PROVIDED TEXT:
----------

Headhunted at 20 by Sir Tom Farmer, Mr Welch stayed with Kwik-Fit until a year or so after its takeover by Ford, long enough to work in Detroit and absorb the US giant's online culture. But at 23 he struck out with a month's salary and help from Scottish Enterprise, which saw the firm born at Peebles. It now employs 40 there and another 15 at a head office in Edinburgh.

The Leahy connection was down to a letter fired off to the then Tesco chief executive soon after the business was formed, asking for some advice. An audience was granted, and it led to the shrewd Sir Terry becoming an investor then 25per cent stakeholder.

Blackcircles has been growing at 30per cent a year since 2008, its sales topped £30m last year and Mr Welch, still only 36, is confident of hitting £100m over five years. "We are up 50 to 60 per cent on this time last year," he said recently. He already has 1500 garages on board, a third of them franchised operations, and momentum is building. That has seen the founder take a step back. "There has been a big change in the set-up, through bringing in people to do the stuff that frankly I have been trying to do - marketing, the supply chain, finance - and what a difference that is making."

As more garages are signed up from among the 22,000 independents around the UK, Blackcircles will raise its profile with Interflora-style branding.

"Our partners are the family businesses, the guys you trust with your car, who were there before Kwik-Fit. They were losing money (fitting tyres) to keep hold of the MoT, but we are now competing on their behalf and they are getting a new customer through the door."

----------

LISTED RECORDS:
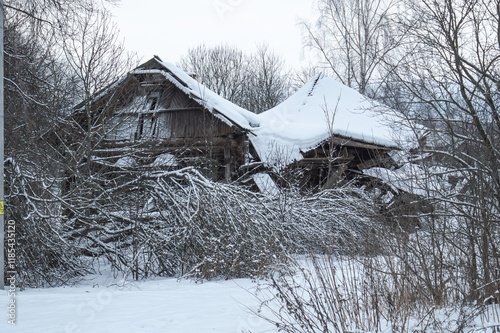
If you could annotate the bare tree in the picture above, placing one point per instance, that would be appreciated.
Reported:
(452, 73)
(354, 40)
(256, 82)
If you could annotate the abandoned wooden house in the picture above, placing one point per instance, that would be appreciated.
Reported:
(158, 116)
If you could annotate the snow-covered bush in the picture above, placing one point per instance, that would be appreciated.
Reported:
(361, 294)
(179, 223)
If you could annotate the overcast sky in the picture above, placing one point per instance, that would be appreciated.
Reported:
(169, 28)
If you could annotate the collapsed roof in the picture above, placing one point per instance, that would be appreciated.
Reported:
(323, 108)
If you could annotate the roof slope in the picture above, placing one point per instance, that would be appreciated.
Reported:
(321, 108)
(227, 111)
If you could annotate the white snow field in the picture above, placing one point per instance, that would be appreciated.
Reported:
(160, 305)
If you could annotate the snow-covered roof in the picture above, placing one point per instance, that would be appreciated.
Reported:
(321, 108)
(225, 110)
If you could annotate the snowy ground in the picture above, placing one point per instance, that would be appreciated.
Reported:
(161, 305)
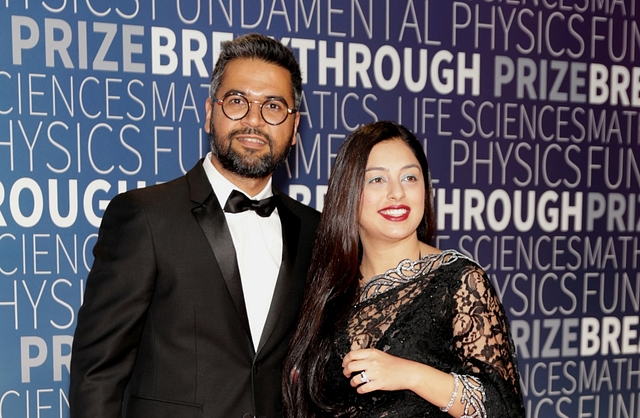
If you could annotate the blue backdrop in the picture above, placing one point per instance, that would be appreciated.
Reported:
(528, 111)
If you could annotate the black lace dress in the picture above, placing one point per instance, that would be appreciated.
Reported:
(440, 310)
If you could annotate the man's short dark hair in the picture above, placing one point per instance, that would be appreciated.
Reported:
(260, 47)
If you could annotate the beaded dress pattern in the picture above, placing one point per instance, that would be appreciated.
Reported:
(439, 310)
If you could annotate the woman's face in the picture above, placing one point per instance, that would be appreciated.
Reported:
(392, 203)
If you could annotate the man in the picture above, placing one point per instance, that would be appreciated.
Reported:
(189, 309)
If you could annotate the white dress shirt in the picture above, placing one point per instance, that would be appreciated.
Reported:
(258, 245)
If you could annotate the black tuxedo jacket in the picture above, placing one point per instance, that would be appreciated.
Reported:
(163, 331)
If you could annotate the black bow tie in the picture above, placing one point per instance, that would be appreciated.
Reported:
(239, 202)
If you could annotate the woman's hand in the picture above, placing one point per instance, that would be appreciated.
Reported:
(384, 371)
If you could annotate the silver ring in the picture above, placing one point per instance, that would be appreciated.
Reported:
(364, 378)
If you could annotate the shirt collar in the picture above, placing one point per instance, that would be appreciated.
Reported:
(223, 187)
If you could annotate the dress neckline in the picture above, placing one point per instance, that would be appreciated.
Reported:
(406, 272)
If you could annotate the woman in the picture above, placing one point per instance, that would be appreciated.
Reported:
(391, 326)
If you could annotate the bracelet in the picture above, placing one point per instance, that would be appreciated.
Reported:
(454, 394)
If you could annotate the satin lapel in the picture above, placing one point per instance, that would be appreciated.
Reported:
(290, 237)
(211, 218)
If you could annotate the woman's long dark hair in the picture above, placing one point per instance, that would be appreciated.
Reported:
(333, 276)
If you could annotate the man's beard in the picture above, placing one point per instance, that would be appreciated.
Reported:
(248, 165)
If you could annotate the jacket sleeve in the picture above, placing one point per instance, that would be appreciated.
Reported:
(110, 322)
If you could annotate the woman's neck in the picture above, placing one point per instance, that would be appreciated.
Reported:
(377, 259)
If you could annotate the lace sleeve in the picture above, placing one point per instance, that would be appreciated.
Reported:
(481, 334)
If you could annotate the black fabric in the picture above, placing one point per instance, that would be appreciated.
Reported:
(239, 202)
(448, 316)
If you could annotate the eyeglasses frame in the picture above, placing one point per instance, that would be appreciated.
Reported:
(249, 102)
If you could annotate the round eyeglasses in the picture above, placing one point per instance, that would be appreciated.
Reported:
(273, 111)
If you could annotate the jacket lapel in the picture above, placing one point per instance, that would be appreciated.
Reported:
(285, 282)
(210, 216)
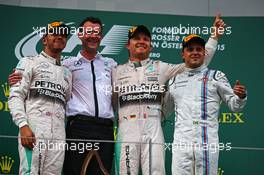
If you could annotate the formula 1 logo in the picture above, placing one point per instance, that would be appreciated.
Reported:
(113, 42)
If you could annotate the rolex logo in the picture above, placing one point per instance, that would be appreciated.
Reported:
(6, 89)
(220, 171)
(6, 164)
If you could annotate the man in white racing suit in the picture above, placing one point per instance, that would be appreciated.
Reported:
(37, 104)
(197, 94)
(138, 90)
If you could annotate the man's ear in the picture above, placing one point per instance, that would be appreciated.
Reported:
(127, 44)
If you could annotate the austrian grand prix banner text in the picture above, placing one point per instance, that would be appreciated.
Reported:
(239, 55)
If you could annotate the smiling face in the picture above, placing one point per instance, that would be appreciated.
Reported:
(54, 42)
(139, 46)
(193, 55)
(90, 36)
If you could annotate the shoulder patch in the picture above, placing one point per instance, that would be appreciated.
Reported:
(218, 75)
(171, 81)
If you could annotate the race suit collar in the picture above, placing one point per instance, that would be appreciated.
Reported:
(139, 63)
(50, 59)
(81, 57)
(197, 70)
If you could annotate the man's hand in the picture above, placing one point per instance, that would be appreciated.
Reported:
(240, 90)
(14, 78)
(27, 137)
(218, 27)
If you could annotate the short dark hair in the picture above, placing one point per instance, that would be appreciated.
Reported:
(92, 20)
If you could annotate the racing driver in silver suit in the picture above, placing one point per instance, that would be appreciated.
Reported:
(138, 89)
(37, 104)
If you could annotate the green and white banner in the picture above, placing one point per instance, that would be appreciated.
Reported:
(239, 55)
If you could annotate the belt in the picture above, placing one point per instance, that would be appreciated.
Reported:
(99, 120)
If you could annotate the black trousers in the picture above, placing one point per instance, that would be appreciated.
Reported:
(91, 128)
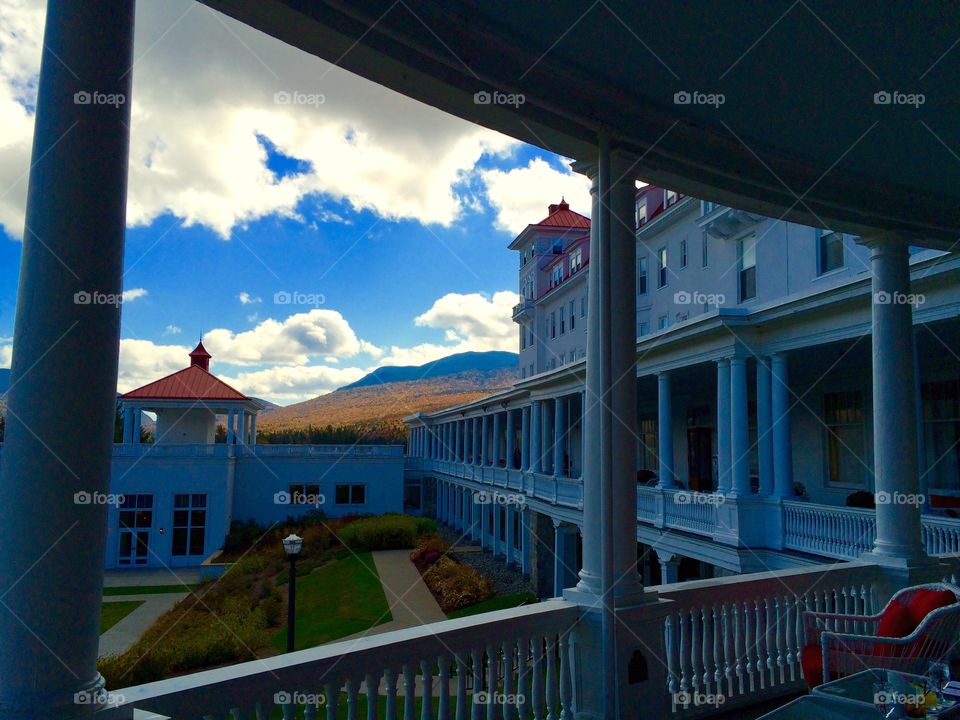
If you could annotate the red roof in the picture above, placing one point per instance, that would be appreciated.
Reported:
(562, 216)
(192, 383)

----------

SET OF TASKS:
a – List every age given for Mr Welch in the Blackcircles text.
b – Copy the Blackcircles text word for word between "The Leahy connection" and "25per cent stakeholder.", inclusive.
The data above are separate material, unconnected to the Blackcircles text.

RESULTS FOR EACH TASK:
a – 20, 23, 36

b –
The Leahy connection was down to a letter fired off to the then Tesco chief executive soon after the business was formed, asking for some advice. An audience was granted, and it led to the shrewd Sir Terry becoming an investor then 25per cent stakeholder.